* TRECHO FORNECIDO:
Em abril de 2007, tendo como pano de fundo os tumultos em Tallinn, causados pela transferência do monumento Soldado de Bronze, começaram os ataques cibernéticos aos sites do governo da Estônia. O Ministro dos Negócios Estrangeiros estoniano, Urmas Paet, culpou a Rússia pelos ataques e sugeriu à UE que impusesse sanções. No entanto, não foi possível provar o envolvimento dos russos nos ataques.

No início de 2009, hackers do Paquistão atacaram sites importantes da infraestrutura indiana e instituições financeiras, incluindo o Banco do Estado da Índia. O ataque ocorreu em resposta às exigências das autoridades da Índia de que fossem destruídas todas as bases terroristas no território do Paquistão e entregues os suspeitos de organizar uma série de atos terroristas em Mumbai.

* TAREFA PROPOSTA 1:
Diga se cada afirmação, de acordo com o trecho sobre ataques cibernéticos, está correta, respondendo sim ou não e citando literalmente as palavras do trecho que decidem a questão.
(a) Ficou comprovado que os russos participaram dos ataques à Estônia.
(b) O Banco do Estado da Índia estava entre os alvos dos hackers do Paquistão.
(c) Urmas Paet propôs à UE a imposição de sanções.
* TAREFA PROPOSTA 2:
Responda com base no trecho sobre ataques cibernéticos:
(a) A transferência de qual monumento causou os tumultos em Tallinn?
(b) Que cargo ocupava Urmas Paet?
(c) Em que cidade ocorreu a série de atos terroristas mencionada?
O material não tem relação com o trecho sobre ataques cibernéticos.

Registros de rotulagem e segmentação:
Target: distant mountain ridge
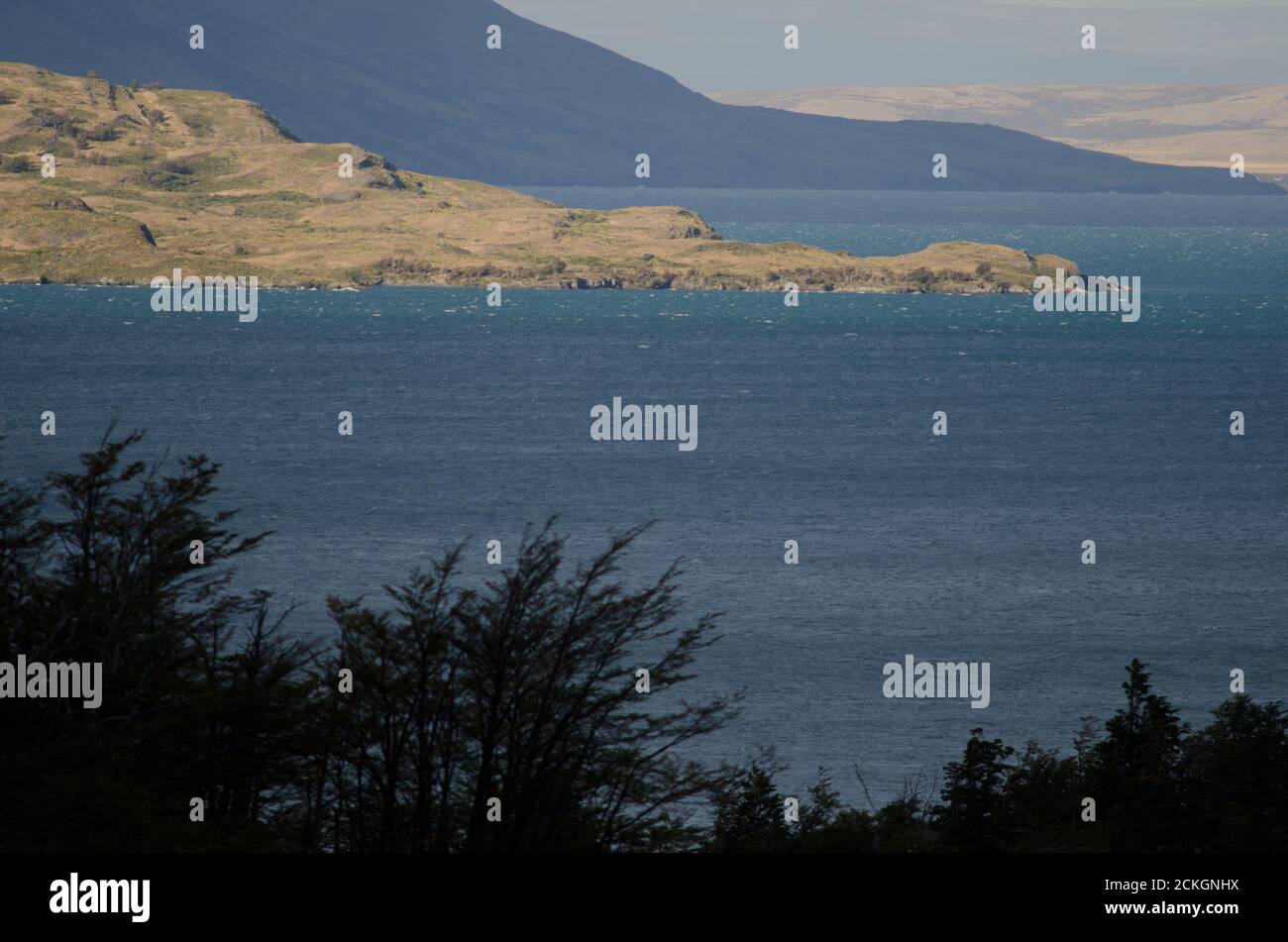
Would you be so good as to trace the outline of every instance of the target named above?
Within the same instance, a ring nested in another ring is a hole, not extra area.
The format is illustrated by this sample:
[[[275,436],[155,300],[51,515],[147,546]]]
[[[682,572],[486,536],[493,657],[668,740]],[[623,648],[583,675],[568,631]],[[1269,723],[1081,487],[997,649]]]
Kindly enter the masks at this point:
[[[0,282],[149,284],[180,269],[264,287],[1001,293],[1056,268],[1077,270],[974,242],[867,259],[737,242],[677,206],[571,210],[304,143],[215,91],[0,62]]]
[[[674,187],[1283,194],[987,125],[720,104],[491,0],[5,0],[0,59],[214,89],[305,140],[507,185],[636,185],[648,153],[648,183]],[[936,153],[947,179],[931,178]]]
[[[707,93],[726,104],[873,121],[988,122],[1151,163],[1288,178],[1288,85],[904,85],[772,95]]]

* RESPOSTA 1:
(a) Não: "não foi possível provar o envolvimento dos russos nos ataques".
(b) Sim: "incluindo o Banco do Estado da Índia".
(c) Sim: "sugeriu à UE que impusesse sanções".

* RESPOSTA 2:
(a) Soldado de Bronze.
(b) Ministro dos Negócios Estrangeiros estoniano.
(c) Mumbai.